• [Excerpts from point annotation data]
▬▬▬▬▬▬▬▬▬▬
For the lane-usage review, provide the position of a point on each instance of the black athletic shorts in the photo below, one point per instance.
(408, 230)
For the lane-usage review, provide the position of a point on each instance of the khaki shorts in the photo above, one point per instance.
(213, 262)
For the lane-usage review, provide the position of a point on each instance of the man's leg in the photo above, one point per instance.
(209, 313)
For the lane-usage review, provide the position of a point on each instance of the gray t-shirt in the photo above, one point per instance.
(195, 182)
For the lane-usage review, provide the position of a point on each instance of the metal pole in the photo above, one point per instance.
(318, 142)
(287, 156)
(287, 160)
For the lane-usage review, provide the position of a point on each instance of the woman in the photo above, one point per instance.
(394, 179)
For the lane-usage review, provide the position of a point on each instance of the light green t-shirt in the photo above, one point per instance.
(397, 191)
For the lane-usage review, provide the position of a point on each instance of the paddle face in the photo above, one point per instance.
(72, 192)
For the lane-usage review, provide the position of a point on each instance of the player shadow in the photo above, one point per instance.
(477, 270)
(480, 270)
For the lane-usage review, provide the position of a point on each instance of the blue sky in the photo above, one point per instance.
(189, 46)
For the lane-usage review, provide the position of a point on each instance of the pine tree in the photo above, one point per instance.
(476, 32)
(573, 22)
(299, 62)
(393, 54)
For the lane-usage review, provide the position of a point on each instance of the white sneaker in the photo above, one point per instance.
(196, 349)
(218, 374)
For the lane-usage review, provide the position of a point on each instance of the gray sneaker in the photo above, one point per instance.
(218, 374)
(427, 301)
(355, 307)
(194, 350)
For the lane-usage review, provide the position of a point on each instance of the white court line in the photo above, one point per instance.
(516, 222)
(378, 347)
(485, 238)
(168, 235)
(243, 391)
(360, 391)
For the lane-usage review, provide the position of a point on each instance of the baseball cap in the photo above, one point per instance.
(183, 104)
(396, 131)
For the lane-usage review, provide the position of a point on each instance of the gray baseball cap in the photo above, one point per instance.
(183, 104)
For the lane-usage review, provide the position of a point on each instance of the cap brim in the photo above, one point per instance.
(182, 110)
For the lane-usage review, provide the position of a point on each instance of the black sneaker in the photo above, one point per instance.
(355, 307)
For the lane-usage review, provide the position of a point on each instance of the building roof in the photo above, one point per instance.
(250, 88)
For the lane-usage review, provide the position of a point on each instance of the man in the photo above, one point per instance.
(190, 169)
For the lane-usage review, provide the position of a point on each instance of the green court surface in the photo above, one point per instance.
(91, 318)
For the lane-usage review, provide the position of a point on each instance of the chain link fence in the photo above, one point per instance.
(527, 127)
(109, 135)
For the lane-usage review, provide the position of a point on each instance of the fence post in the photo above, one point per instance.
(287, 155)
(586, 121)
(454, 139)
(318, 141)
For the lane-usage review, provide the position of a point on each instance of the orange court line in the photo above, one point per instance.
▬▬▬▬▬▬▬▬▬▬
• [Work to complete] Update every one of the entries above by swapping "lane-usage review" for "court-usage audit", keeping all other text unchanged.

• [Exercise result]
For the court-usage audit, provide the position of a point on each instance of the black athletic shorts in the photo below, one point per instance.
(408, 230)
For the court-usage audit, provide the position of a point on each instance of the khaki shorts in the photo above, one point per instance.
(213, 262)
For the court-usage audit, provide the position of a point on each instance of the man's leg in the photo above, one point per instance.
(209, 313)
For the court-usage audit, provide the position of a point on each instance of the gray t-shirt in the photo above, one point per instance.
(195, 182)
For the court-usage audit, provide the position of a point on each instance of the metal pole in the photo above, one point per instance.
(318, 142)
(287, 156)
(287, 160)
For the court-usage audit, provide the position of a point on each instance of the woman in the photo above, one point per instance.
(394, 179)
For the court-usage audit, provide the position of a point on each instance of the light green t-shirt in the photo above, one point per instance.
(397, 191)
For the court-usage audit, provide the position of a point on each instance of the paddle face in the photo above, one point per instance.
(72, 192)
For the court-usage audit, provide the position of a point on each instance of the player shadow in the photo above, one point per instance.
(477, 270)
(480, 270)
For the court-usage audit, provide the position of a point on each instance of the blue sky in the photo above, one point per instance.
(189, 46)
For the court-usage audit, provide the position of a point on each instance of the pine tree in the photo above, one point per instance.
(476, 32)
(573, 22)
(299, 62)
(393, 54)
For the court-usage audit, provide the position of a point on each instance of the white sneaker in the photo above, one point per instance.
(196, 349)
(218, 374)
For the court-usage audit, provide the position of a point on each instance of the gray sneaker in the photo above, one point per instance.
(218, 374)
(427, 301)
(355, 307)
(194, 350)
For the court-usage audit, provide the position of a point on each instance of the white court line in the photo above, one point per instance.
(516, 222)
(378, 347)
(485, 238)
(168, 235)
(243, 391)
(360, 391)
For the court-usage audit, provide the position of a point on each instance of the baseball cap in the photo above, one point per instance.
(183, 104)
(396, 131)
For the court-usage audit, provide the position of a point on each instance of the gray baseball cap in the photo above, one point per instance.
(183, 104)
For the court-usage audit, provide the position of a point on each instance of the cap brim in the photo above, one point per instance.
(182, 110)
For the court-usage audit, provide the position of a point on each instance of the black sneaker in the photo above, one point per instance.
(355, 307)
For the court-usage audit, provide the position of a point on each instance of the building roof in the photo above, one point per instance.
(250, 88)
For the court-usage audit, provide the position of a point on each instance of the man in the photo above, one point per instance.
(190, 169)
For the court-usage audit, provide the position of a point on each instance of the green court surface in the photo above, one point per instance.
(91, 318)
For the court-usage audit, provide the position of a point on each instance of the chain link fence in the photo above, one point per instance.
(527, 127)
(109, 135)
For the court-usage audit, provide the position of a point on each instance of the fence post in the photo above, one point per instance.
(287, 155)
(586, 121)
(454, 139)
(318, 141)
For the court-usage audit, provide the position of a point on each instance of the orange court line in the photo above, one point per instance.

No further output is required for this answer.